◆ Information provided ◆
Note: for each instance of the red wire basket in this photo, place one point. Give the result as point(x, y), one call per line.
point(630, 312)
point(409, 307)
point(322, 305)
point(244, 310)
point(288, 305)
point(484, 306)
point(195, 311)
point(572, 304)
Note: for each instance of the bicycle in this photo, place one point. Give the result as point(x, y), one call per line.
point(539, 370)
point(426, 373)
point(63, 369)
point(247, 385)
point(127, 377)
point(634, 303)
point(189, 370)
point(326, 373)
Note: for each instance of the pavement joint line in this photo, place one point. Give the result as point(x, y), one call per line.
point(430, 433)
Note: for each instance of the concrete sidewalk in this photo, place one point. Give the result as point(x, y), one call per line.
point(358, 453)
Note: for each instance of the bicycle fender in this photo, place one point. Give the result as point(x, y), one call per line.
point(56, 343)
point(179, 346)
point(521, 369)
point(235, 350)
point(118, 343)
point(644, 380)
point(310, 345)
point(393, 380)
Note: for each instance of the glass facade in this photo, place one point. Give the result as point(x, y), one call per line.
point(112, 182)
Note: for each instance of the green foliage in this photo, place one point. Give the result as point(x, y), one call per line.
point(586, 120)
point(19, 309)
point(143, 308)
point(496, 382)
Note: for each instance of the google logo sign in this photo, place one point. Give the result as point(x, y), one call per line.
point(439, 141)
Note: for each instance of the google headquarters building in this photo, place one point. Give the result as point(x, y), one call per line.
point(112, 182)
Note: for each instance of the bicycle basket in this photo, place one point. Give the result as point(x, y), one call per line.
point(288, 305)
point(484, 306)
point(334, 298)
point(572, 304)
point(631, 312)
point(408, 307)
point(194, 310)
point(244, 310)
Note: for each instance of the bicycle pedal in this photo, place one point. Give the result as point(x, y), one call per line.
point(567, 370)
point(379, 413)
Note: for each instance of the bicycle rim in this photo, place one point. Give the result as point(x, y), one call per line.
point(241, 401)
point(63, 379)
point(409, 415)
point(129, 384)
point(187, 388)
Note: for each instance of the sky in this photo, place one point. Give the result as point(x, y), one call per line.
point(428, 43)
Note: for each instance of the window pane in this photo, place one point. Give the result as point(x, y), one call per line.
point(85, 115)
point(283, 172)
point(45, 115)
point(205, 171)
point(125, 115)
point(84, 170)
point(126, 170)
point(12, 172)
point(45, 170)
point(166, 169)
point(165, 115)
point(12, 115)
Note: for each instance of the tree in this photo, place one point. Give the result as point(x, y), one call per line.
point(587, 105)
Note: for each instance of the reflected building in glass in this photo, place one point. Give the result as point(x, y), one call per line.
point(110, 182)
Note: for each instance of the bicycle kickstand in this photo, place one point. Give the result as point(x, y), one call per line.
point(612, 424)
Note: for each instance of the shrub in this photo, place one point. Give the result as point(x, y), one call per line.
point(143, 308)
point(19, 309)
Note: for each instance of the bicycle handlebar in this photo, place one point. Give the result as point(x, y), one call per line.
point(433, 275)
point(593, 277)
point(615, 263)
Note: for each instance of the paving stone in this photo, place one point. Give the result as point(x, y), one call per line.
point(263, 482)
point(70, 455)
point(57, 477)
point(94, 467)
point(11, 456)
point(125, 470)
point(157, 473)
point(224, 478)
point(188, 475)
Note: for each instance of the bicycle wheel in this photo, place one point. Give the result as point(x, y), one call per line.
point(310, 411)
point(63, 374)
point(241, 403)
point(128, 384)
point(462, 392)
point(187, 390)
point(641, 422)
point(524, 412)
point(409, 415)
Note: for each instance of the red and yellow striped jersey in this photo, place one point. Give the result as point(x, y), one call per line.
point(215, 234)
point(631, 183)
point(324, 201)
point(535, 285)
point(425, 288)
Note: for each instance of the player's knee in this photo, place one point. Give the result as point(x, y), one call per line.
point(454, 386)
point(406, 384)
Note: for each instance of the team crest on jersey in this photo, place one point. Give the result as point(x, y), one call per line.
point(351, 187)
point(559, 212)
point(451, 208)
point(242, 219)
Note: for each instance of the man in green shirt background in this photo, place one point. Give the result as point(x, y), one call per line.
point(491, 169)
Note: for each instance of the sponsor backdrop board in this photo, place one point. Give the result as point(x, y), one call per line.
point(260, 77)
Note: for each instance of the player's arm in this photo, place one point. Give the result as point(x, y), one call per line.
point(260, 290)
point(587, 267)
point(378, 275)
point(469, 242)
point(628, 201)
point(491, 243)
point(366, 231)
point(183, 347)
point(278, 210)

◆ Direction ◆
Rewrite all the entries above, changing every occurrence of "Give the result" to "Return the result" and leaving everything else unchanged.

◆ Exercise output ◆
Note: for each instance of the red wire basket in this photo, place one point. Return the result as point(x, y), one call per line.
point(630, 312)
point(409, 307)
point(322, 305)
point(244, 310)
point(288, 305)
point(484, 306)
point(195, 311)
point(572, 304)
Note: for each instance of the bicycle in this photo, place one point. Return the result as point(x, y), one call per line.
point(539, 370)
point(426, 373)
point(63, 369)
point(247, 385)
point(127, 377)
point(634, 303)
point(189, 370)
point(326, 373)
Note: for each instance of the pavement joint line in this photo, place one point. Return the result as point(x, y), one call per line.
point(430, 433)
Note: for each instance of the concrete sidewalk in this photo, place one point. Return the result as point(x, y), one call per line.
point(358, 453)
Note: for each instance of the bicycle fender in this photo, place one point. Return the result as point(x, y), one call per line.
point(56, 343)
point(179, 346)
point(521, 369)
point(235, 350)
point(118, 343)
point(644, 380)
point(310, 345)
point(393, 380)
Note: for each instance of the glass facade in this photo, place one point. Return the result as point(x, y), one call per line.
point(112, 182)
Note: for each instance of the green foliage in this photo, place one point. Return the result as point(x, y), one call per line.
point(586, 120)
point(19, 309)
point(143, 308)
point(496, 382)
Note: for each instance of the google logo sign in this photo, place one point. Return the result as point(x, y), one call per line.
point(439, 141)
Note: for each instance of the google headquarters building in this photo, place one point. Return the result as point(x, y), one call per line.
point(112, 182)
Note: for each instance of the bicycle basket in this photo, place one point. Return the result as point(x, y), one call per line.
point(288, 305)
point(484, 306)
point(334, 298)
point(572, 304)
point(631, 312)
point(408, 307)
point(194, 310)
point(244, 310)
Note: for each instance of the bicycle pedal in this photo, place one point. Return the result as point(x, y), one call per line.
point(567, 370)
point(379, 413)
Note: for each instance of the bicycle rim in this photo, place one point. Return the result as point(x, y), one call per line.
point(241, 401)
point(63, 379)
point(409, 415)
point(129, 384)
point(187, 388)
Note: for each instance of the sky in this photo, place one point. Return the result as point(x, y), one call per line.
point(428, 43)
Note: for each instance of the window pane in this photo, place one point. Return the result as point(x, y), one call per line.
point(85, 115)
point(283, 172)
point(45, 115)
point(205, 171)
point(125, 115)
point(84, 170)
point(126, 170)
point(12, 172)
point(45, 170)
point(166, 169)
point(165, 115)
point(12, 115)
Note: for each instance of the tree in this photo, place one point. Return the result as point(x, y), one call per line.
point(587, 105)
Note: for each instance of the reflected building in glass in this photo, place one point. Return the result as point(x, y), one call per line.
point(110, 182)
Note: for each instance of the bicycle kickstand in this photo, place one point. Return the result as point(x, y), one call per line.
point(612, 424)
Note: for each instance of the shrub in this photo, place one point. Return the result as point(x, y), one call per line.
point(143, 308)
point(19, 309)
Note: for each instance of the bicycle handlebar in this photo, place one point. Return the result as point(x, y), one call per line.
point(433, 275)
point(593, 277)
point(615, 263)
Note: for each instance of the paving stone in this photo, place one point. Return the result as point(x, y), one call per line.
point(263, 482)
point(70, 455)
point(57, 477)
point(94, 467)
point(11, 456)
point(125, 470)
point(157, 473)
point(224, 478)
point(188, 475)
Note: for each instance of the bicycle wheel in this photo, place one point. Return the result as point(x, y), one call per line.
point(310, 411)
point(63, 374)
point(241, 403)
point(128, 384)
point(462, 392)
point(187, 390)
point(641, 422)
point(524, 412)
point(409, 415)
Note: for each instance of the red and yellow striped jersey in this photo, place one point. Return the result as point(x, y), one call per line.
point(215, 234)
point(631, 183)
point(324, 201)
point(535, 285)
point(425, 288)
Note: for each instance of the player's knee in this photo, place one point. Return the result as point(x, y), one call per line.
point(454, 386)
point(406, 384)
Note: for each instance of the team crest on jersey in this photo, place one point. Return the result as point(x, y), one call per line.
point(351, 187)
point(559, 212)
point(451, 208)
point(242, 219)
Note: for each instance of the man in green shirt background in this photo, place one point. Return the result as point(x, y), one call per line.
point(491, 169)
Note: for each instance of the sponsor backdrop board in this photo, place one point. Return the result as point(x, y), one call per line.
point(260, 77)
Note: for each instance of the player's arm in this photo, place one point. Return the result as point(x, y), one call per line.
point(260, 290)
point(587, 267)
point(378, 275)
point(469, 242)
point(628, 201)
point(491, 243)
point(366, 231)
point(183, 347)
point(278, 210)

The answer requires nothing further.